-- Start of Page excerpt --

Heaps' Law

What it is

Heaps’ Law describes how vocabulary size grows as corpus size increases. The law states vocabulary size V grows as a power law of corpus size N: V = K × N^β, where K and β are constants (typically 10 ≤ K ≤ 100, 0.4 ≤ β ≤ 0.6). This means vocabulary grows sub-linearly: adding more text yields diminishing returns in new words.

[illustrate: Plot of corpus size (x-axis) vs. vocabulary size (y-axis) showing power-law curve; comparison across languages and domains]

How it works

Heaps’ Law:

V(N) = K × N^β
log(V) = log(K) + β × log(N)

Typical parameters:

β ≈ 0.4–0.6 (sub-linear growth)
β ≈ 0.4: highly repetitive text (children’s books, technical docs)

-- End of Page excerpt --
-- Start of Listed records --

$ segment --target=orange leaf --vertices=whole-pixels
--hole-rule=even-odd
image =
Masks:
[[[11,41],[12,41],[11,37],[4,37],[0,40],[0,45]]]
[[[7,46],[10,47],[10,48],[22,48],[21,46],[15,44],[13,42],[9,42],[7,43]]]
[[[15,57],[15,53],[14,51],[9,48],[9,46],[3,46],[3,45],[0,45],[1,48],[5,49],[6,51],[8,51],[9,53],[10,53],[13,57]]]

-- End of Listed records --

→ **Parts of the exercise**:
- A) In the Heaps' Law text, what range of values is typical for the constant K?
- B) Resume the Heaps' Law text after its last line.
Nothing in the records is needed here.

→ **Task responses**:
- A) K typically falls between 10 and 100.

- B)
β ≈ 0.6: diverse text (literary works, news)

Implications:

Doubling corpus size increases vocabulary by ~30% (if β = 0.5)
Vocabulary is bounded (approaches asymptote)
Different languages have different β (English ~0.5, highly inflectional languages higher)

Example

Corpus growth (English Wikipedia):
Tokens  | Vocabulary | Predicted (β=0.5, K=44)
100     | 420        | 440
1k      | 1,900      | 1,400
10k     | 5,300      | 4,400
100k    | 11,300     | 13,900
1M      | 28,300     | 44,000
10M     | 72,000     | 139,000

Observation: Heaps' Law explains sub-linear growth
After 1M tokens: 28k unique words (28% of corpus types)
After 10M tokens: 72k unique words (0.72% of corpus types)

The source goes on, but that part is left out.